## Aufgabe 1
Beantworte die folgenden Fragen mithilfe des Textes zur Ernährung und zum kardiovaskulären Risiko.
(a) Auf wie viel Gramm Kohlenhydrate eines Lebensmittels bezieht sich der glykämische Index?
(b) In welchem Alter waren die in die Studie eingeschlossenen Teilnehmer?
(c) Wie viele der beteiligten Länder werden als einkommensschwach bezeichnet?
## Aufgabe 2
Führe den Text zur Ernährung und zum kardiovaskulären Risiko im Anschluss an seinen letzten Satz fort.

## Lesetext
Ernährung und Risiko kardiovaskulärer Erkrankungen

Die Ernährung beeinflusst das Risiko von Herz-Kreislauf-Erkrankungen und kardiovaskulärer Todesfälle auch unter Berücksichtigung einer kulturellen und sozioökonomischen Vielfalt und einem sehr breiten Spektrum von Ernährungsgewohnheiten.

niedriger Glykämischer Index

Hintergrund

In den letzten Jahren sind kohlenhydratarme Ernährungsweisen immer populärer geworden. Nicht zuletzt aufgrund der Propaganda in den Medien über die Besorgnis von gesundheitlichen Auswirkungen bei der Aufnahme von „schlechten“ Kohlenhydraten mit der Nahrung oder Getränken. Zu den Lebensmitteln mit „schlechten“ Kohlenhydraten zählt man insbesondere solche mit einem geringen Anteil an Ballaststoffen und einem hohen glykämischen Index. Der glykämische Index gibt an, wie stark und wie lange der Blutzuckerspiegel beim Verzehr von 50 g Kohlenhydraten eines bestimmten Lebensmittels ansteigt.

Viele Studien haben gezeigt, dass die Ernährung unter Berücksichtigung eines niedrigen glykämischen Index Diabetes mellitus vorbeugen bzw. diesen verbessern kann. Mit Blick auf eine Verringerung des kardiovaskulären Risikos sind die Ergebnisse hingegen gemischt und basieren darüber hinaus meist auf Daten der westlichen Bevölkerung mit einem hohen Einkommen. Daten zu nicht-westlichen Ernährungsweisen mit einem niedrigen bis mittleren vergleichbaren Einkommen gibt es nur wenig.

Zielsetzung

Die Studie untersucht den Zusammenhang zwischen dem glykämischen Index und dem Auftreten von Herz-Kreislauf-Erkrankungen bzw. kardiovaskulärer Todesfälle in einer weltweiten Kohorte mit einem breiten Spektrum der Kohlenhydratzufuhr und unterschiedlichen Ernährungsgewohnheiten.

Methodik

In die Studie eingeschlossen wurden Teilnehmer mit einem Alter von 35 bis 70 Jahren aus 20 verschiedenen Ländern aller fünf Kontinenten (4 einkommensstarke Länder, 11 Länder mit mittlerem Einkommen und fünf einkommensschwache Länder). Mittels Fragebogen wurden folgende Parameter ermittelt: demografische Faktoren, sozioökonomischer Status, Lebensstil, Krankheitsgeschichte und Medikamenteneinnahme. Zusätzlich wurden Daten zu Gewicht, Größe, Taillen- und Hüftumfang sowie Blutdruck erfasst. Mittels Fallberichtsformularen wurden kardiovaskuläre Ereignisse und Todesfälle dokumentiert.

In Bezug auf die Ernährung wurden länderspezifische Fragebögen zur Häufigkeit der Nahrungsaufnahme und des geschätzten glykämischen Index verwendet. Hazard Ratios wurden unter Verwendung multivariabler Cox-Frailty-Modelle berechnet.

Freitextbeschreibungen von Objekten

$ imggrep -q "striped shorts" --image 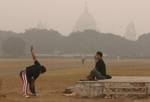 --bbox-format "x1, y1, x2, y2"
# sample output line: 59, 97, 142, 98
20, 70, 28, 96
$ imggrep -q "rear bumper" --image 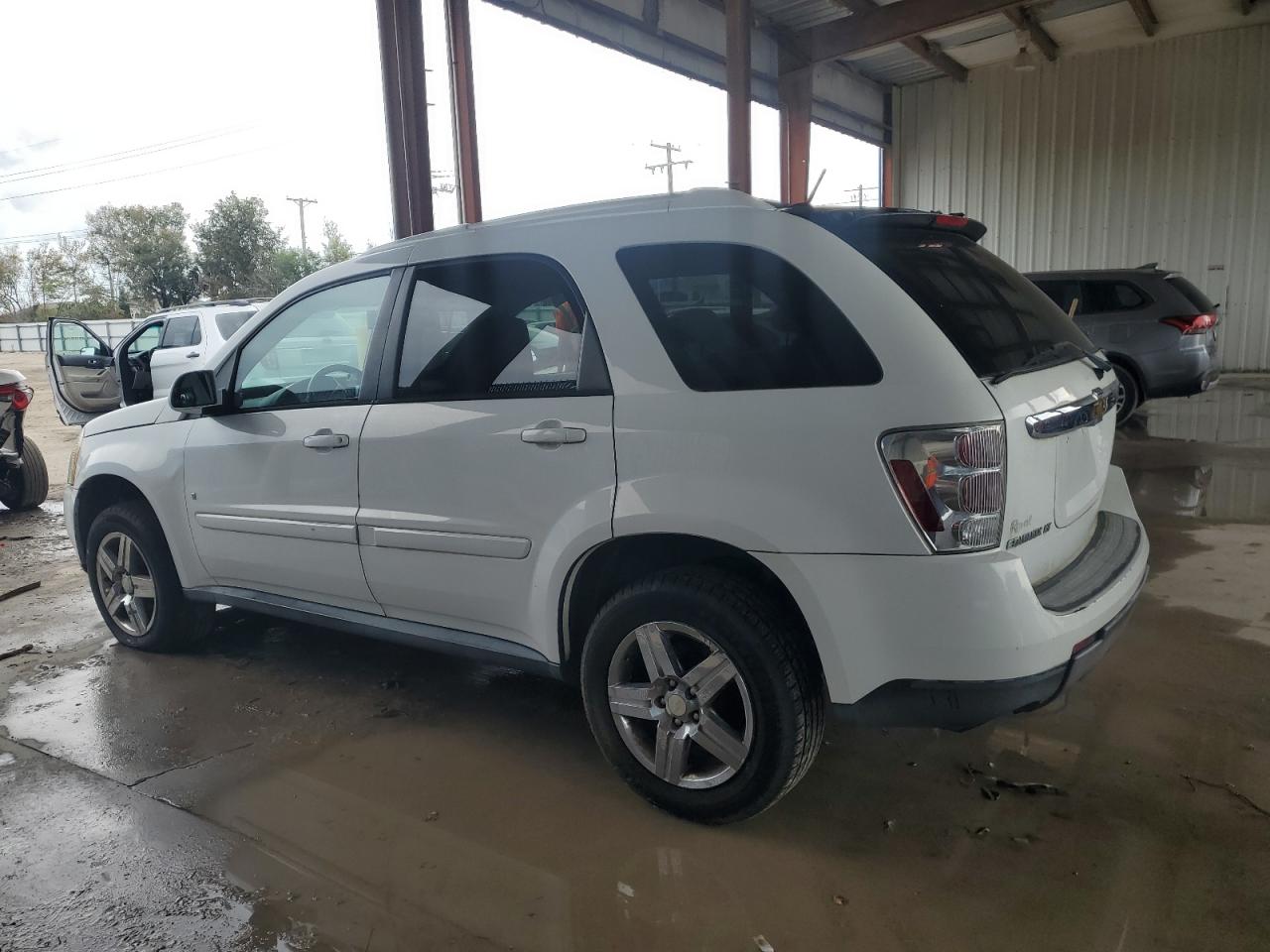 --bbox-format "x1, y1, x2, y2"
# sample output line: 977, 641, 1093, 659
754, 467, 1149, 729
831, 571, 1140, 731
1139, 346, 1221, 400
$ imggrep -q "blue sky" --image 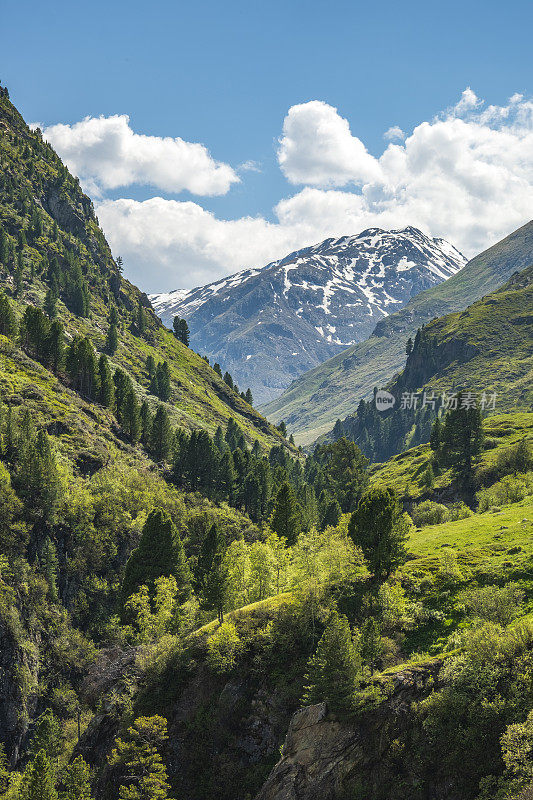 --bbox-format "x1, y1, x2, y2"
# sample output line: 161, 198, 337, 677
0, 0, 533, 289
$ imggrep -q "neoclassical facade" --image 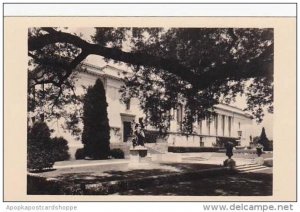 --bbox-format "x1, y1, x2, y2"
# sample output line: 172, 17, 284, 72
73, 63, 252, 147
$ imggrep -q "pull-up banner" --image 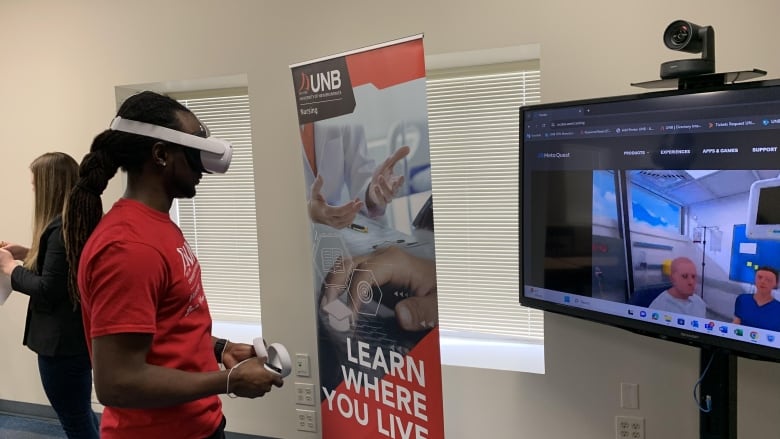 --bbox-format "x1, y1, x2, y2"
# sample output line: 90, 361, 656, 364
291, 35, 444, 439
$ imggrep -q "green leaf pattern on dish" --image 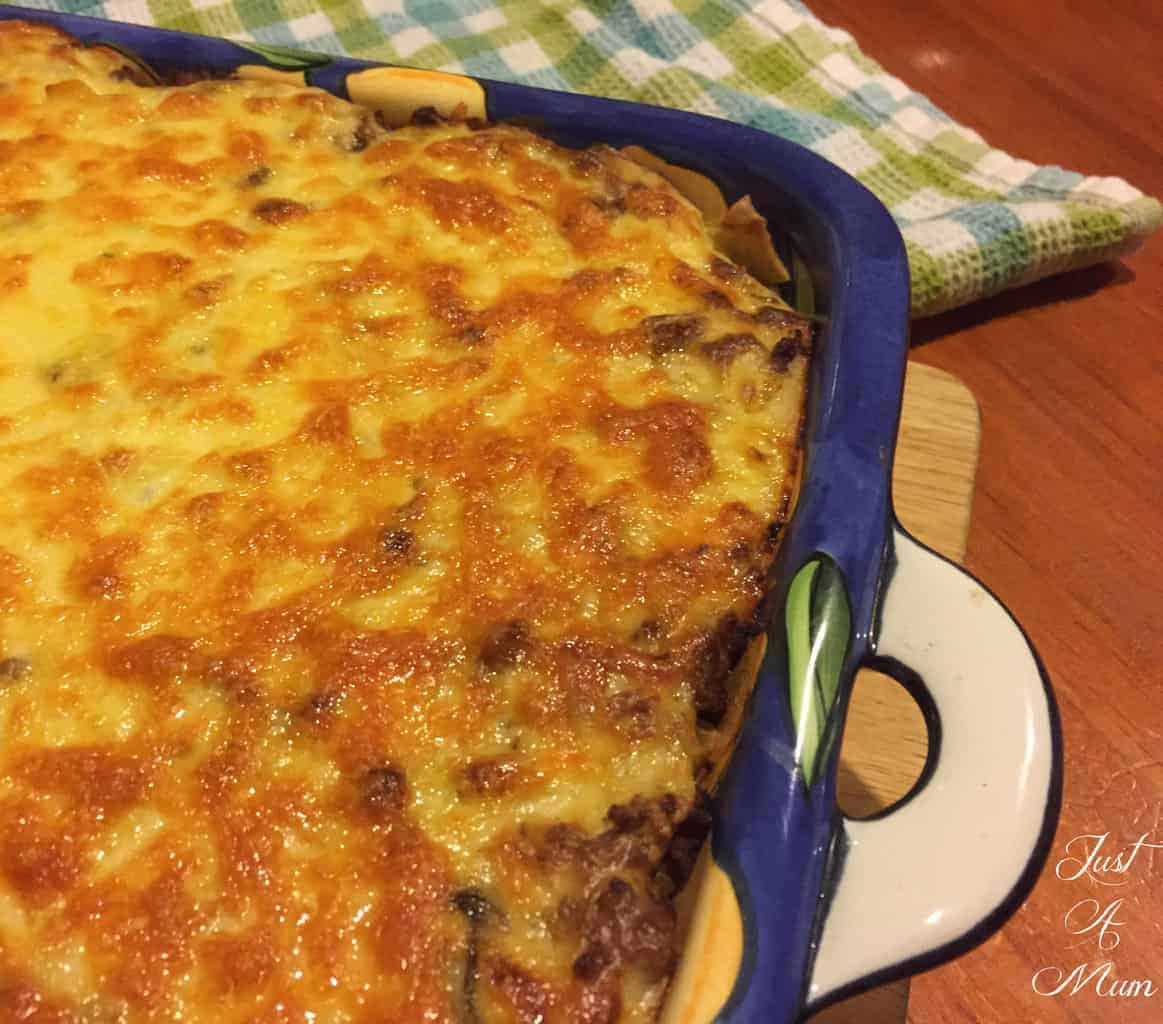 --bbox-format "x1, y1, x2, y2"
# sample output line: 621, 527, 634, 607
237, 42, 335, 71
785, 555, 852, 789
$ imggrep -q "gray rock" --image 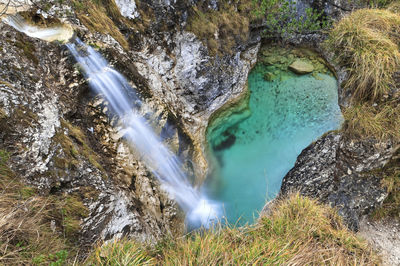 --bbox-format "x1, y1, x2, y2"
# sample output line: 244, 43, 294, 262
280, 133, 396, 231
289, 59, 314, 75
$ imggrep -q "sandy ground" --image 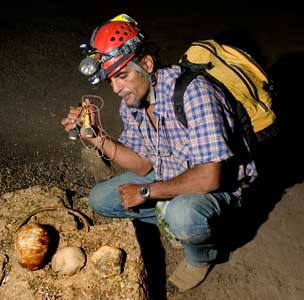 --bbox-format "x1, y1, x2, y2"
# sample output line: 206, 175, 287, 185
0, 8, 304, 300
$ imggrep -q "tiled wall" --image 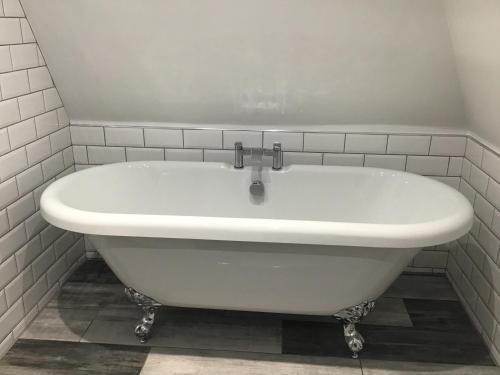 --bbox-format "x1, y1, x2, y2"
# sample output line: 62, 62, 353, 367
0, 0, 84, 356
71, 125, 466, 272
448, 139, 500, 363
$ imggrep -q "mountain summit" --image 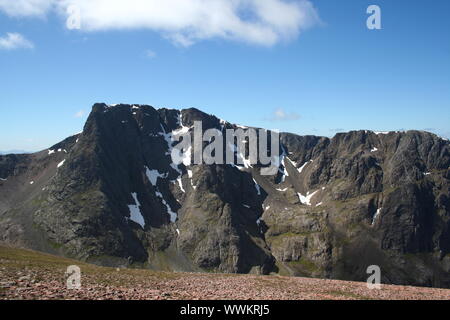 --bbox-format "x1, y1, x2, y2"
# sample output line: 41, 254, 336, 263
0, 104, 450, 287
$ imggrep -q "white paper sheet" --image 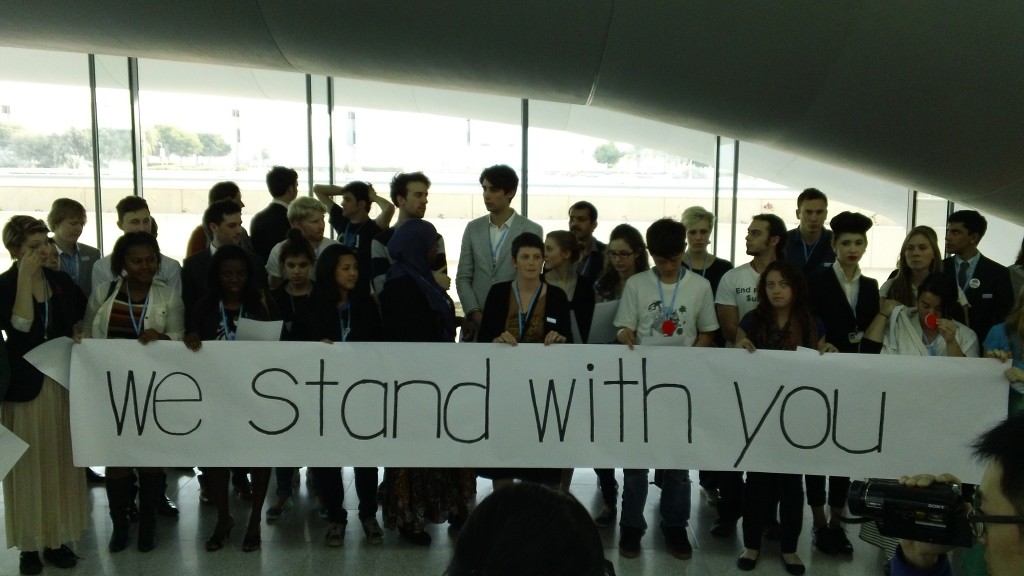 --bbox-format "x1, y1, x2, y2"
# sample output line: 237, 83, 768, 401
0, 426, 29, 478
234, 318, 285, 342
25, 336, 75, 389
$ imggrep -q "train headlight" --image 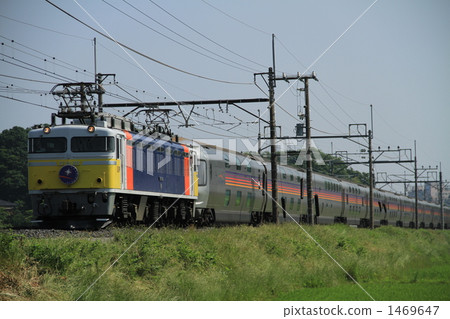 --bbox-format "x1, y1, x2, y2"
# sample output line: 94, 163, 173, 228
88, 193, 95, 204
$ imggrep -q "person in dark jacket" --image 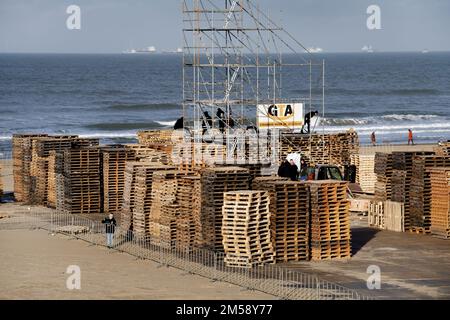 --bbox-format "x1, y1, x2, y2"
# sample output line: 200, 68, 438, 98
300, 159, 308, 181
173, 117, 184, 130
289, 160, 298, 181
278, 160, 291, 178
302, 111, 319, 133
202, 111, 212, 134
216, 108, 225, 133
102, 213, 117, 249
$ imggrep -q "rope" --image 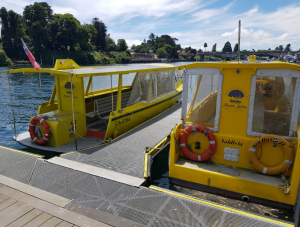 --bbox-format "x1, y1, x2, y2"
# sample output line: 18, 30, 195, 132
70, 73, 77, 151
110, 75, 115, 115
7, 71, 17, 139
39, 73, 43, 103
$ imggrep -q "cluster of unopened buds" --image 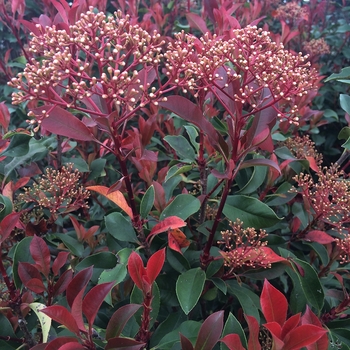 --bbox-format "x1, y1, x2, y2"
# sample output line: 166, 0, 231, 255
9, 10, 317, 130
164, 26, 317, 124
218, 219, 271, 275
17, 164, 90, 219
294, 164, 350, 232
275, 1, 308, 25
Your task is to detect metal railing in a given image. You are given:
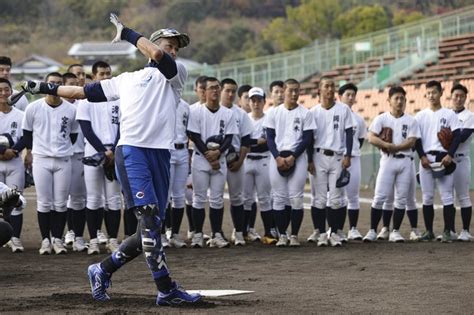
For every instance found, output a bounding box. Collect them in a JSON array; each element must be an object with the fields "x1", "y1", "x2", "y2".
[{"x1": 184, "y1": 5, "x2": 474, "y2": 98}]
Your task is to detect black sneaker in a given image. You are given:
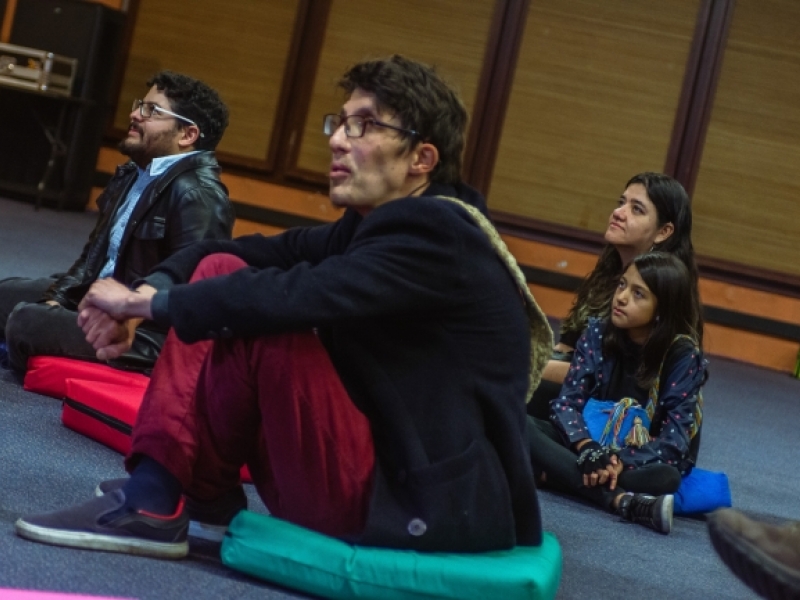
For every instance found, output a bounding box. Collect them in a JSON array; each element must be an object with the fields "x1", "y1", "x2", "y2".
[
  {"x1": 617, "y1": 494, "x2": 674, "y2": 533},
  {"x1": 14, "y1": 490, "x2": 189, "y2": 558},
  {"x1": 94, "y1": 477, "x2": 247, "y2": 542}
]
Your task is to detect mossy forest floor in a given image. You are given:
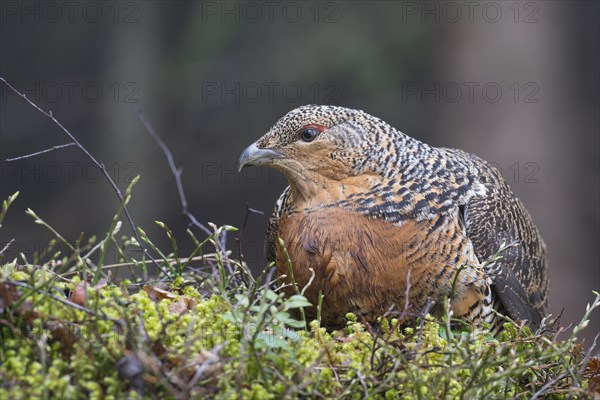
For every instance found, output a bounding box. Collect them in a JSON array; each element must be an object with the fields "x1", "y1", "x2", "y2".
[{"x1": 0, "y1": 190, "x2": 600, "y2": 400}]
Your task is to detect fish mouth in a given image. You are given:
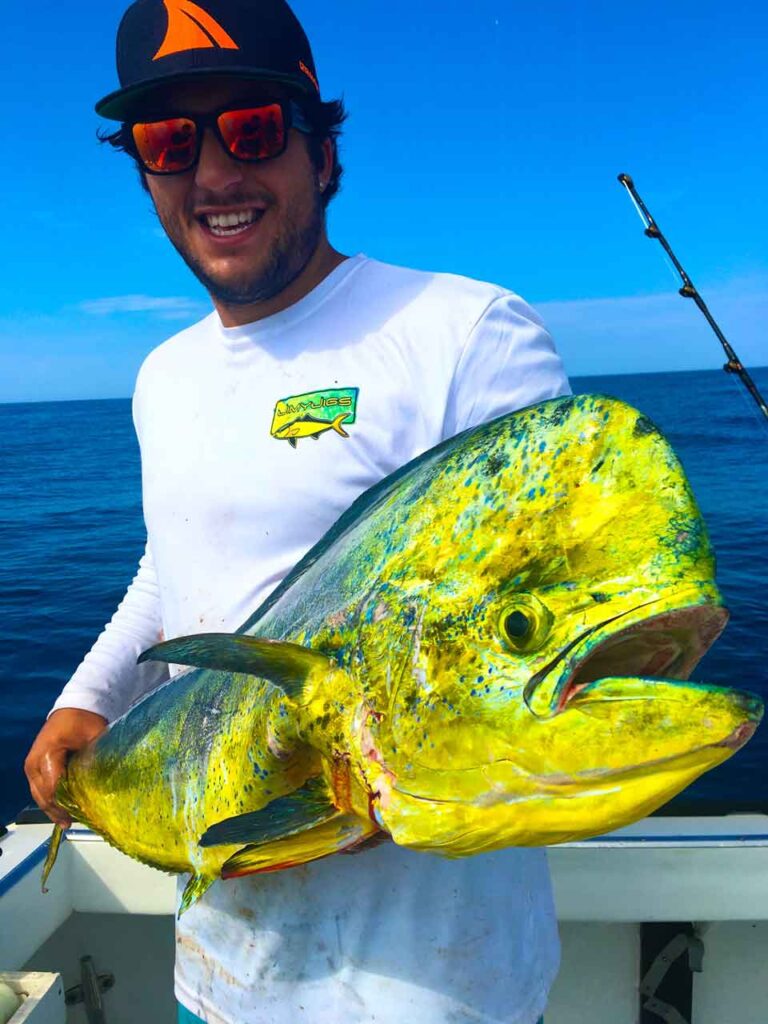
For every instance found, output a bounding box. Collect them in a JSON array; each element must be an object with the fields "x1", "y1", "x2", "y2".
[{"x1": 523, "y1": 598, "x2": 728, "y2": 718}]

## Antwort 1
(a) 50 g
(b) 35 bis 70 Jahre
(c) fünf

## Antwort 2
Der primäre Endpunkt setzte sich zusammen aus dem Auftreten von schweren kardiovaskulären Ereignissen (kardiovaskulärer Tod, nicht-tödliche Myokardinfarkte, Schlaganfall und Herzinsuffizienz) oder dem Tod jeglicher Ursache.

Ergebnisse

Insgesamt umfasste die Studienkohorte 137.851 Teilnehmer mit einer medianen Nachbeobachtungszeit von 9,5 Jahren (Zeitspanne: 3,2-11,9 Jahre). Der primäre Endpunkt trat bei 14.075 Teilnehmern auf. Hiervon waren 8.780 Todesfälle zu verzeichnen, wobei 3.229 Todesfälle eine kardiovaskuläre Ursache hatten. 8.252 Teilnehmer berichteten von mindestens einem schweren kardiovaskulären Ereignis (Myokardinfarkt n = 3.579; Schlaganfall: n = 3.840; Herzinsuffizienz: n = 923).

Es zeigte sich, dass eine Ernährungsweise basierend auf einem hohem glykämischen Index mit einem erhöhten Risiko für schwere kardiovaskuläre Ereignisse oder Todesfälle assoziiert ist. Dies trifft sowohl auf Teilnehmer mit einer vorbestehenden kardiovaskulären Erkrankung zu (Hazard Ratio (HR): 1,51; 95%-Konfidenzintervall (KI): 1,25-1,82) als auch auf solche ohne vorbestehende kardiovaskuläre Erkrankungen (HR: 1,21; 95%-KI: 1,11-1,34). Vergleichbare Zusammenhänge konnten ebenfalls zwischen dem glykämischen Index und einzelnen Ereignissen wie dem kardiovaskulären Tod und einem Schlaganfall gezeigt werden sowie für die glykämische Last bei Teilnehmern mit vorbestehenden kardiovaskulären Erkrankungen.

Weiterhin zeigte sich, dass der Zusammenhang zwischen dem glykämischen Index und dem primär zusammengesetzten Endpunkt bei Teilnehmern mit einem höheren Body Mass Index (BMI) ≥ 25 signifikant stärker war als bei denen mit einem niedrigen BMI von < 25 (p<0,01). Kein Zusammenhang konnte für den glykämischen Index und dem Bewegungsstatus, dem Raucherstatus oder der Verwendung von Blutdruckmedikamenten oder Statinen nachgewiesen werden.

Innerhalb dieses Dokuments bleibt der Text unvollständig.